## [Obiettivo]
Individua nelle voci riportate sotto ogni riga che contiene la parola "stadium" e trascrivila. La distinzione tra maiuscole e minuscole è rilevante.

━━━━━━━━━━━━━━━━━━━━

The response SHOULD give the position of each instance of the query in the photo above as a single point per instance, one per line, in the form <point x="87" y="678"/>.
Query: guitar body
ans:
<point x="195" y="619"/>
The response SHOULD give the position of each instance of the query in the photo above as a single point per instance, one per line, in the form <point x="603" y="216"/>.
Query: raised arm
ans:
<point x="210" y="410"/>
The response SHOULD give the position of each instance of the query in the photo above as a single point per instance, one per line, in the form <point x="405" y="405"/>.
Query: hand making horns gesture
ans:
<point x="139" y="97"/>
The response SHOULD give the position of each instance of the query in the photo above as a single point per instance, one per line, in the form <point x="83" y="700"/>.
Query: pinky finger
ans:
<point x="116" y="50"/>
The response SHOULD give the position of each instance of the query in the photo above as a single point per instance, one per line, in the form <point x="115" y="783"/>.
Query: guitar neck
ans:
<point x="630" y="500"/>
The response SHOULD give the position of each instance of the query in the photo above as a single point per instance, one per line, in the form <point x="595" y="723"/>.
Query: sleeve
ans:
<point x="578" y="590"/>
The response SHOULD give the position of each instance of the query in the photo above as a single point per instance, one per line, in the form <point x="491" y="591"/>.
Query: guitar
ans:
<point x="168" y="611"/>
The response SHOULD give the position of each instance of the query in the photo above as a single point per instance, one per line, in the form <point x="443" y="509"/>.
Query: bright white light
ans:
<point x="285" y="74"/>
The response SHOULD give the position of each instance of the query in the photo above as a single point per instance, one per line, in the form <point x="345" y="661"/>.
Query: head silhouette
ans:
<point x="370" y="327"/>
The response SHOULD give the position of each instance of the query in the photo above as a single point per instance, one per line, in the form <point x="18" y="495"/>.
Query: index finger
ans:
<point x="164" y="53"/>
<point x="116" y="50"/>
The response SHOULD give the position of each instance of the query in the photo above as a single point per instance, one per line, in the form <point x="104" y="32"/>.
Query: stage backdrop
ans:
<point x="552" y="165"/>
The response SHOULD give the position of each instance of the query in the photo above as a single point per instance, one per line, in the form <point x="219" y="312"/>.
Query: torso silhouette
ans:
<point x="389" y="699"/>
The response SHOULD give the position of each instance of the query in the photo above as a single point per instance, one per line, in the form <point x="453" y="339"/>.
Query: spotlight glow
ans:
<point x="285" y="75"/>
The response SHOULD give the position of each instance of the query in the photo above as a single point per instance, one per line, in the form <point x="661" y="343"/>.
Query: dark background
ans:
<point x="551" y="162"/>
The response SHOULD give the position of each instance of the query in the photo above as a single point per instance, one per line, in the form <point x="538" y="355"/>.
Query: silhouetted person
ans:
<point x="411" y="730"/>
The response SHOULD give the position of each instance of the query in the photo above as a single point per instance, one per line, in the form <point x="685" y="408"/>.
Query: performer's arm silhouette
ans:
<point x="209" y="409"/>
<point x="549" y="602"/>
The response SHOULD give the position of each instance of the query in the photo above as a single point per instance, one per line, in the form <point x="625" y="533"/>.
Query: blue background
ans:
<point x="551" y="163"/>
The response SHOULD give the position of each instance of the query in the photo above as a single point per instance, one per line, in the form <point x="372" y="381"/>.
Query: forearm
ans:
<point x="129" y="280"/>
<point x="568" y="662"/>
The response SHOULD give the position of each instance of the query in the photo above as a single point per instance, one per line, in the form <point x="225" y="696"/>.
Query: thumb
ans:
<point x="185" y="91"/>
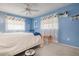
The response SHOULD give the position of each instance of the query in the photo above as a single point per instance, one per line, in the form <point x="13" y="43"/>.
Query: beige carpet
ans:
<point x="56" y="49"/>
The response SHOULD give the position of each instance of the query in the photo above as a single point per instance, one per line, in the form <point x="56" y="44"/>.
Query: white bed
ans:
<point x="14" y="43"/>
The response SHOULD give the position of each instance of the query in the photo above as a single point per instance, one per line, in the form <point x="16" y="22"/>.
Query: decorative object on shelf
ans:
<point x="30" y="52"/>
<point x="76" y="17"/>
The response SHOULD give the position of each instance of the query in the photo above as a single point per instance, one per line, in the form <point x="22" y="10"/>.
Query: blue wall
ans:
<point x="28" y="21"/>
<point x="68" y="28"/>
<point x="36" y="24"/>
<point x="69" y="31"/>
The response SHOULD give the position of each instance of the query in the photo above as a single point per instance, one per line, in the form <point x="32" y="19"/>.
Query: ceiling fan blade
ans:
<point x="34" y="10"/>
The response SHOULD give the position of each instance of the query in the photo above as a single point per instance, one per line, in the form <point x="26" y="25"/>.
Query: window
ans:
<point x="51" y="23"/>
<point x="15" y="24"/>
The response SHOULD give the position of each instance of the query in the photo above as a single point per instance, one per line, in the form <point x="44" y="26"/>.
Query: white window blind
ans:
<point x="15" y="24"/>
<point x="51" y="23"/>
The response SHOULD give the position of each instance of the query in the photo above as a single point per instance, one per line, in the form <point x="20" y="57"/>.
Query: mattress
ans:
<point x="14" y="43"/>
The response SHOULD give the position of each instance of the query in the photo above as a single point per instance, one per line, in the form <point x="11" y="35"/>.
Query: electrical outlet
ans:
<point x="68" y="39"/>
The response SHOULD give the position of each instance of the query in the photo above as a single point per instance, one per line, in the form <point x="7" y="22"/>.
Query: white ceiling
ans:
<point x="18" y="8"/>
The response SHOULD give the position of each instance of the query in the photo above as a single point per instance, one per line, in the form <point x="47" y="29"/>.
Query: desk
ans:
<point x="44" y="37"/>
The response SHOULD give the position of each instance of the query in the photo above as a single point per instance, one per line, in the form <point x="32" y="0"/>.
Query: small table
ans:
<point x="43" y="38"/>
<point x="30" y="52"/>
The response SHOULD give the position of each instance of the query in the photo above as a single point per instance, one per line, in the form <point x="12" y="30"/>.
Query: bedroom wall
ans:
<point x="28" y="21"/>
<point x="68" y="29"/>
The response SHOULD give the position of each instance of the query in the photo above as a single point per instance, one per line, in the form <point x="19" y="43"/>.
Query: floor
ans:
<point x="55" y="49"/>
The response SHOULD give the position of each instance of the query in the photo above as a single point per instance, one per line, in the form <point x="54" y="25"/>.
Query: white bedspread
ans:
<point x="13" y="43"/>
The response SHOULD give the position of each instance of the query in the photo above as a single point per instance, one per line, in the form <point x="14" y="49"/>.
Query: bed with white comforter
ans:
<point x="14" y="43"/>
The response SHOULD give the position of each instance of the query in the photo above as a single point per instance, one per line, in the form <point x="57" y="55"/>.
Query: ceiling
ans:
<point x="18" y="8"/>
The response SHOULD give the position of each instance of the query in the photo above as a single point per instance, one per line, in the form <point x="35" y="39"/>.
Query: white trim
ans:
<point x="69" y="45"/>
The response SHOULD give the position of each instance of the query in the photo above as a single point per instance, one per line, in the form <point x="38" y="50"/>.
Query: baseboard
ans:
<point x="69" y="45"/>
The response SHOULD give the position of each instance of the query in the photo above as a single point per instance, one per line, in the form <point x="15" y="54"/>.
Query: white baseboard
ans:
<point x="69" y="45"/>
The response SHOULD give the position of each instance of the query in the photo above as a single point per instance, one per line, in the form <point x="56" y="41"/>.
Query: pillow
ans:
<point x="37" y="33"/>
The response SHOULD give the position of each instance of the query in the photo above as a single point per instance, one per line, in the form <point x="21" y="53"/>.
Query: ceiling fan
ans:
<point x="28" y="9"/>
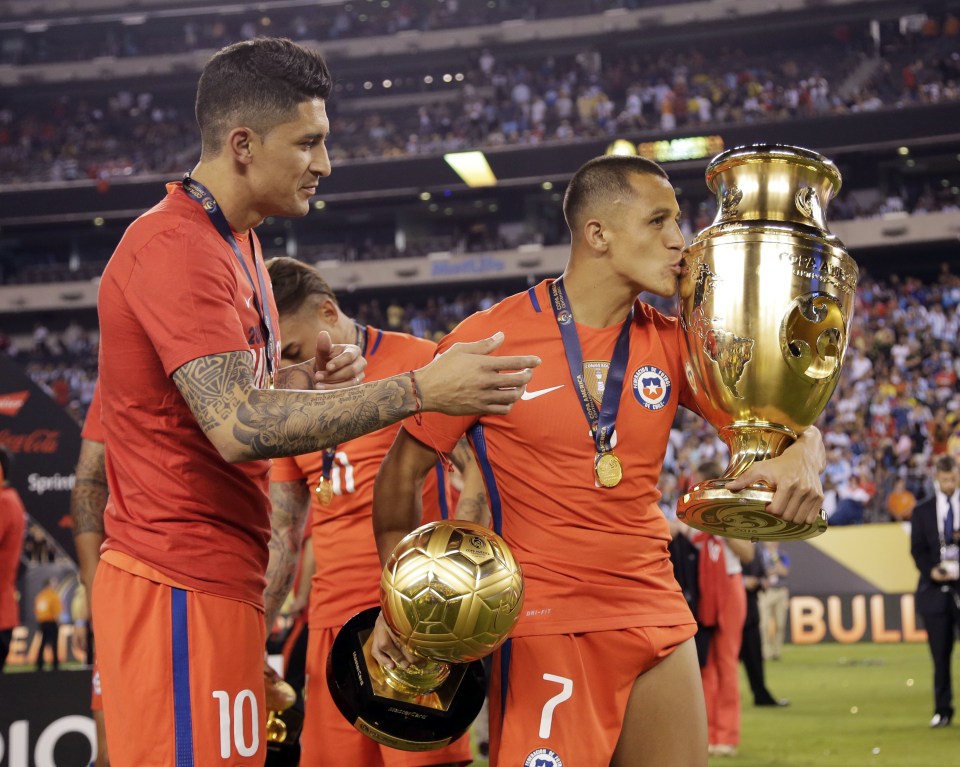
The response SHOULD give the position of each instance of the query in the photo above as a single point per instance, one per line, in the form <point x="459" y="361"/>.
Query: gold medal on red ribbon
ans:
<point x="325" y="491"/>
<point x="609" y="469"/>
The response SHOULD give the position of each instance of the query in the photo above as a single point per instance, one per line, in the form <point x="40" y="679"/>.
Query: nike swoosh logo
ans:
<point x="539" y="392"/>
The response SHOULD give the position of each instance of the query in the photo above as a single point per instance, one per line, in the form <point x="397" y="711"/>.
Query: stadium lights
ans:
<point x="472" y="167"/>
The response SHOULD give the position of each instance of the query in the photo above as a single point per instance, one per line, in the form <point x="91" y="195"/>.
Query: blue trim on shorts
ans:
<point x="533" y="299"/>
<point x="505" y="650"/>
<point x="442" y="490"/>
<point x="182" y="715"/>
<point x="493" y="494"/>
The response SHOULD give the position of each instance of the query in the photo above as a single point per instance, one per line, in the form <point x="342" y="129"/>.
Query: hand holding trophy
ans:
<point x="451" y="592"/>
<point x="765" y="309"/>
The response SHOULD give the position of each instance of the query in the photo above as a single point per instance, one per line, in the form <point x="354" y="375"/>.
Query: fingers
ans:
<point x="386" y="649"/>
<point x="343" y="366"/>
<point x="484" y="346"/>
<point x="797" y="497"/>
<point x="527" y="362"/>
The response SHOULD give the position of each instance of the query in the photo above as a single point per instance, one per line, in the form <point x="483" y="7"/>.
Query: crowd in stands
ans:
<point x="212" y="29"/>
<point x="895" y="409"/>
<point x="591" y="94"/>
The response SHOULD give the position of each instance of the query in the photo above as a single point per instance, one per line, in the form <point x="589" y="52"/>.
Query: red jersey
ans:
<point x="593" y="558"/>
<point x="13" y="518"/>
<point x="347" y="577"/>
<point x="174" y="292"/>
<point x="92" y="429"/>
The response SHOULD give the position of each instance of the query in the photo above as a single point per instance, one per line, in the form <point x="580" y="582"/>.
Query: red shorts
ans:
<point x="328" y="739"/>
<point x="561" y="699"/>
<point x="96" y="697"/>
<point x="181" y="671"/>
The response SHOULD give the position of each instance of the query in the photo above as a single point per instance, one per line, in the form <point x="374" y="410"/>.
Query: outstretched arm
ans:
<point x="291" y="506"/>
<point x="246" y="423"/>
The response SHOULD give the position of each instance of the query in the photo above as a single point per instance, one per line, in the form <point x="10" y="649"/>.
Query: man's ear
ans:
<point x="239" y="144"/>
<point x="595" y="234"/>
<point x="329" y="311"/>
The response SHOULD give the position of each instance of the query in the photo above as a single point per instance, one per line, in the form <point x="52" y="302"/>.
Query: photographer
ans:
<point x="934" y="545"/>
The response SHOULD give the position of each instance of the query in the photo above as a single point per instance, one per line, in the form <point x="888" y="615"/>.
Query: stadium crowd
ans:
<point x="519" y="102"/>
<point x="895" y="410"/>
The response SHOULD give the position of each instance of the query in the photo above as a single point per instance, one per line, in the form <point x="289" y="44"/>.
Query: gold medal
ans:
<point x="609" y="469"/>
<point x="325" y="491"/>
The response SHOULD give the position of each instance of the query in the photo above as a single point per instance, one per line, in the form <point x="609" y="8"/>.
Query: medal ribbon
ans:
<point x="201" y="195"/>
<point x="601" y="423"/>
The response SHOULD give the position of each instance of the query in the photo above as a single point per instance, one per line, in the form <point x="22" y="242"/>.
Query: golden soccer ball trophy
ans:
<point x="766" y="304"/>
<point x="451" y="591"/>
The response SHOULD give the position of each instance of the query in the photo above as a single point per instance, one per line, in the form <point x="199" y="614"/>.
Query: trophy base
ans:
<point x="406" y="722"/>
<point x="713" y="509"/>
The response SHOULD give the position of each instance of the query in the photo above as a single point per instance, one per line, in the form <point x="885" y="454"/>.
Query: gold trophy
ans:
<point x="451" y="591"/>
<point x="766" y="302"/>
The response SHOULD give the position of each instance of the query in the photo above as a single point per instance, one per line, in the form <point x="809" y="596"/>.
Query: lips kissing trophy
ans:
<point x="766" y="303"/>
<point x="451" y="592"/>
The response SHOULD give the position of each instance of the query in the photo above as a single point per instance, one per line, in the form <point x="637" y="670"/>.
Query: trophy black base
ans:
<point x="408" y="723"/>
<point x="713" y="509"/>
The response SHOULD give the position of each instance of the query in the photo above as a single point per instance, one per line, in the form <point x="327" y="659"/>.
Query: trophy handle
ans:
<point x="417" y="679"/>
<point x="710" y="507"/>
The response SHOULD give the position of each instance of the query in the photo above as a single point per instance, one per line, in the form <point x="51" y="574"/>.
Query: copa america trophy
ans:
<point x="451" y="592"/>
<point x="765" y="308"/>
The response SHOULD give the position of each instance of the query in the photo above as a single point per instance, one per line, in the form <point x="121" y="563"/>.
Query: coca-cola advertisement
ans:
<point x="44" y="442"/>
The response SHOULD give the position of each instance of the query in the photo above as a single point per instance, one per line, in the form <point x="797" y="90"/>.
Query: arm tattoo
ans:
<point x="474" y="509"/>
<point x="274" y="424"/>
<point x="291" y="503"/>
<point x="213" y="386"/>
<point x="461" y="455"/>
<point x="89" y="496"/>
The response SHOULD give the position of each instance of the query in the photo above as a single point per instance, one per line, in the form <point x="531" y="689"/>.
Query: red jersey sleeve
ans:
<point x="92" y="428"/>
<point x="198" y="316"/>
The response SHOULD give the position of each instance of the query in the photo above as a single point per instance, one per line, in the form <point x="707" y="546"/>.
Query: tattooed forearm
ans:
<point x="291" y="503"/>
<point x="87" y="502"/>
<point x="246" y="423"/>
<point x="213" y="386"/>
<point x="273" y="424"/>
<point x="89" y="496"/>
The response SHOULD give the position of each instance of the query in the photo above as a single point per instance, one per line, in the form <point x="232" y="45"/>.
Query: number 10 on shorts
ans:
<point x="232" y="728"/>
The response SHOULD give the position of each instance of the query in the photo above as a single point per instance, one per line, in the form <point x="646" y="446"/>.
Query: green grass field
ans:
<point x="862" y="705"/>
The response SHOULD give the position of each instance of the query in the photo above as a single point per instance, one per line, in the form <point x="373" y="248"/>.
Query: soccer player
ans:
<point x="189" y="348"/>
<point x="601" y="668"/>
<point x="88" y="499"/>
<point x="13" y="521"/>
<point x="336" y="485"/>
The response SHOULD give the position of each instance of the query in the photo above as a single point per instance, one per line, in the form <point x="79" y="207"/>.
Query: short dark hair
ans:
<point x="946" y="463"/>
<point x="600" y="179"/>
<point x="258" y="83"/>
<point x="6" y="465"/>
<point x="294" y="282"/>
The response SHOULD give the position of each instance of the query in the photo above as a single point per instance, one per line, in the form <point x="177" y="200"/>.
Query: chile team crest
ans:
<point x="651" y="387"/>
<point x="543" y="757"/>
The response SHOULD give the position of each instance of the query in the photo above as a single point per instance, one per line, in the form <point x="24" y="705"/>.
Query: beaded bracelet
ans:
<point x="418" y="413"/>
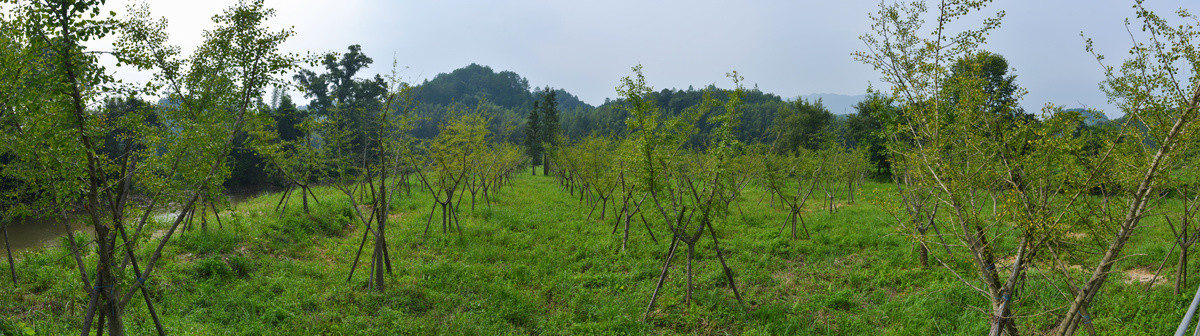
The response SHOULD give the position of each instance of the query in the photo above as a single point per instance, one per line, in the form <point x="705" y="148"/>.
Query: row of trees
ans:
<point x="958" y="138"/>
<point x="654" y="177"/>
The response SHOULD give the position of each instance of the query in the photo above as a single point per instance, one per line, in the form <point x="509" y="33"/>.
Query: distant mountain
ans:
<point x="1091" y="117"/>
<point x="837" y="103"/>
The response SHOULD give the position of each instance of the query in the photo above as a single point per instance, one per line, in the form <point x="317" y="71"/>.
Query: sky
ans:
<point x="789" y="48"/>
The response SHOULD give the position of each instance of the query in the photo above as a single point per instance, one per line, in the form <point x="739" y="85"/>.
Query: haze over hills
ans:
<point x="837" y="103"/>
<point x="474" y="82"/>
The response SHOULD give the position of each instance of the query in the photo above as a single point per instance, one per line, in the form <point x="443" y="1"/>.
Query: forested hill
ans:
<point x="475" y="83"/>
<point x="507" y="99"/>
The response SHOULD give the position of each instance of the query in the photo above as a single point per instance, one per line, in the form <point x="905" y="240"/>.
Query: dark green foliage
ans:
<point x="288" y="119"/>
<point x="474" y="84"/>
<point x="865" y="129"/>
<point x="533" y="142"/>
<point x="999" y="85"/>
<point x="802" y="124"/>
<point x="341" y="96"/>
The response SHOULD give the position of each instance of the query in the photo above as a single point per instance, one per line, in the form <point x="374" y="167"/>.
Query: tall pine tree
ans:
<point x="550" y="126"/>
<point x="533" y="137"/>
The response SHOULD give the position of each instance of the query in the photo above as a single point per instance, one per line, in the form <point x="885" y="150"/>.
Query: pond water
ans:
<point x="42" y="233"/>
<point x="39" y="233"/>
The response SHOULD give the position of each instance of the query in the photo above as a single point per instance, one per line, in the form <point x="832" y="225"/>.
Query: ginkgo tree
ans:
<point x="174" y="154"/>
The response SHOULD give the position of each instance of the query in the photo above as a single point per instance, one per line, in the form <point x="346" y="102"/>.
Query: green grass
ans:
<point x="533" y="263"/>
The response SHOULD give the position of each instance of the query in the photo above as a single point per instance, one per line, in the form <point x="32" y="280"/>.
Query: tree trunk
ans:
<point x="7" y="247"/>
<point x="1181" y="269"/>
<point x="105" y="281"/>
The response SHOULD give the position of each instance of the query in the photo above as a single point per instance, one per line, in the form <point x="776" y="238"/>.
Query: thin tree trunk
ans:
<point x="7" y="247"/>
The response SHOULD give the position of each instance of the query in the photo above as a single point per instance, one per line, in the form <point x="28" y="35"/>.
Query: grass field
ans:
<point x="533" y="263"/>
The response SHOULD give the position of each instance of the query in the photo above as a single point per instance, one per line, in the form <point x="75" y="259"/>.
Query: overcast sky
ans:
<point x="790" y="48"/>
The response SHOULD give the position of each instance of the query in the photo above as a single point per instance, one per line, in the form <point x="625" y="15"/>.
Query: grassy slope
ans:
<point x="533" y="263"/>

━━━━━━━━━━━━━━━━━━━━

## [Risultato di seguito]
Query: stadium lights
Query: stadium crowd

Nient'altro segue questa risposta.